----- RECORDS FOR PROCESSING -----
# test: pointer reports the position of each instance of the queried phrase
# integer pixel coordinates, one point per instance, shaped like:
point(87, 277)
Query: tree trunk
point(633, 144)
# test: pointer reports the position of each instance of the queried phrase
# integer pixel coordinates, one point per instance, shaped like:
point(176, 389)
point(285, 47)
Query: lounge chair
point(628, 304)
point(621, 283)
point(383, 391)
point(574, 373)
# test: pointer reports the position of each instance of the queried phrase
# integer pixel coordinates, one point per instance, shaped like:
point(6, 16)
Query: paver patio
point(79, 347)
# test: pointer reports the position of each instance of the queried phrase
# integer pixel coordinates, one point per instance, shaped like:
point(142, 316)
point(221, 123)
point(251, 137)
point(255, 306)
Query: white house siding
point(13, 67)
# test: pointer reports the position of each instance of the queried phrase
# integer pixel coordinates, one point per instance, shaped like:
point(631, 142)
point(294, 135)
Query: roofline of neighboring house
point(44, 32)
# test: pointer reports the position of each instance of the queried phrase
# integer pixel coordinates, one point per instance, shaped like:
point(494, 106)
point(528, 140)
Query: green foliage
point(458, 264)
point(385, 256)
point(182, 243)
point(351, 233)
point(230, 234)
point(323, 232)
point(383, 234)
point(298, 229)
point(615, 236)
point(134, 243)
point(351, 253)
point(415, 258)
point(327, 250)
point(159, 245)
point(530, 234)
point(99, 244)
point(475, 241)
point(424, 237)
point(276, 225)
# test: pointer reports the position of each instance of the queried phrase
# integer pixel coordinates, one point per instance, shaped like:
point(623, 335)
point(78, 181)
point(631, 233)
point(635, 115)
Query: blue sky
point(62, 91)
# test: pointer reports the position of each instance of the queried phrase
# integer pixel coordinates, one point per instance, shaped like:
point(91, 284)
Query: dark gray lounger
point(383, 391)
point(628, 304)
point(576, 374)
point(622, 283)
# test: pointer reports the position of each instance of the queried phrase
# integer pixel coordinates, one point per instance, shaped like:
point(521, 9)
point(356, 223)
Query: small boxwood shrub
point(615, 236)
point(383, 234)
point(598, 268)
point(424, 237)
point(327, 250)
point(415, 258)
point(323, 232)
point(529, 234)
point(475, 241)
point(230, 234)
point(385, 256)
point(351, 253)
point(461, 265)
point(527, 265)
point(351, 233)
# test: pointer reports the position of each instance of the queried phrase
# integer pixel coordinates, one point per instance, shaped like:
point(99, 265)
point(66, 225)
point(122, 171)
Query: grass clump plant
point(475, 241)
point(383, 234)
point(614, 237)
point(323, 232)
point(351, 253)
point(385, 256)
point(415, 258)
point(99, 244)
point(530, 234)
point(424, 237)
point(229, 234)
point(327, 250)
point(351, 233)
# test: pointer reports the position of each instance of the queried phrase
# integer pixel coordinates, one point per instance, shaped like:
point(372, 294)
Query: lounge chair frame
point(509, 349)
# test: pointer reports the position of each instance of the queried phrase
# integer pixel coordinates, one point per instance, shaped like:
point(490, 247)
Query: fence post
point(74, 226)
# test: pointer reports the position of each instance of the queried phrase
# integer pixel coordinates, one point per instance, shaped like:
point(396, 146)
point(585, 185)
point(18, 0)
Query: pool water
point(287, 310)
-----
_PROBLEM REQUIREMENTS_
Arrange every line of all the items above as a single numbered list, leaving out any blank lines.

_CORRECT OUTPUT_
1. # test: pointer reports the position of each instance of the queried phrase
2. # integer pixel coordinates, one point per instance, shaped like:
3. point(87, 277)
4. Query: tree trunk
5. point(633, 144)
6. # test: pointer reports the position of each instance of the queried phrase
7. # integer pixel coordinates, one point per instance, shaped like:
8. point(176, 389)
9. point(285, 47)
10. Query: lounge chair
11. point(628, 304)
12. point(621, 283)
13. point(383, 391)
14. point(574, 373)
15. # test: pointer reports the position of each instance of the queried phrase
16. # integer pixel coordinates, one point per instance, shaped like:
17. point(6, 16)
18. Query: paver patio
19. point(79, 347)
20. # test: pointer reports the position of each instance of the queried phrase
21. # integer pixel coordinates, one point per instance, shaped like:
22. point(142, 316)
23. point(221, 123)
24. point(251, 137)
25. point(255, 306)
26. Query: white house siding
27. point(13, 67)
28. # test: pointer reports the position of each instance of the queried phrase
29. # integer pixel coordinates, one point per instance, shaped like:
30. point(631, 142)
31. point(294, 135)
32. Query: roofline of neighboring house
33. point(44, 32)
34. # test: pointer reports the position of each instance of the queried phrase
35. # integer pixel coordinates, one point per instance, shaped like:
36. point(494, 106)
37. point(528, 140)
38. Query: green foliage
39. point(458, 264)
40. point(385, 256)
41. point(182, 243)
42. point(351, 233)
43. point(230, 234)
44. point(323, 232)
45. point(383, 234)
46. point(298, 229)
47. point(615, 236)
48. point(134, 243)
49. point(351, 253)
50. point(415, 258)
51. point(327, 250)
52. point(159, 245)
53. point(530, 234)
54. point(99, 244)
55. point(475, 241)
56. point(424, 237)
57. point(276, 225)
58. # test: pointer reports the position of each instance of the queried phrase
59. # integer pixel coordinates, one point per instance, shaped like:
60. point(623, 335)
61. point(78, 181)
62. point(631, 233)
63. point(635, 115)
64. Query: blue sky
65. point(62, 91)
66. # test: pointer reports the position of each instance of the queried phrase
67. # integer pixel coordinates, one point per instance, shaped like:
68. point(91, 284)
69. Query: dark gray lounger
70. point(383, 391)
71. point(628, 304)
72. point(576, 374)
73. point(622, 283)
74. # test: pointer reports the position of each instance of the queried phrase
75. # integer pixel coordinates, one point per instance, shaped like:
76. point(521, 9)
77. point(356, 223)
78. Query: small boxwood shrub
79. point(615, 236)
80. point(383, 234)
81. point(598, 268)
82. point(424, 237)
83. point(327, 250)
84. point(415, 258)
85. point(323, 232)
86. point(529, 234)
87. point(475, 241)
88. point(230, 234)
89. point(385, 256)
90. point(351, 253)
91. point(461, 265)
92. point(527, 265)
93. point(351, 233)
94. # test: pointer reports the position of each instance of the queried phrase
95. # integer pixel coordinates, one point per instance, shaped like:
96. point(99, 265)
97. point(66, 225)
98. point(122, 171)
99. Query: grass clump plant
100. point(475, 241)
101. point(383, 234)
102. point(614, 237)
103. point(323, 232)
104. point(351, 253)
105. point(385, 256)
106. point(415, 258)
107. point(99, 244)
108. point(530, 234)
109. point(424, 237)
110. point(229, 234)
111. point(327, 250)
112. point(351, 233)
113. # test: pointer reports the position of each instance of the queried phrase
114. # integer pixel coordinates, one point per instance, shaped like:
115. point(372, 294)
116. Query: lounge chair frame
117. point(509, 349)
118. # test: pointer reports the position of each instance of the queried phrase
119. # integer pixel coordinates, one point per instance, shaped like:
120. point(490, 247)
121. Query: fence post
122. point(74, 226)
123. # test: pointer reports the position of each instance of the queried phrase
124. # integer pixel coordinates, one point per instance, shaped like:
125. point(396, 146)
126. point(585, 185)
127. point(18, 0)
128. Query: pool water
129. point(287, 310)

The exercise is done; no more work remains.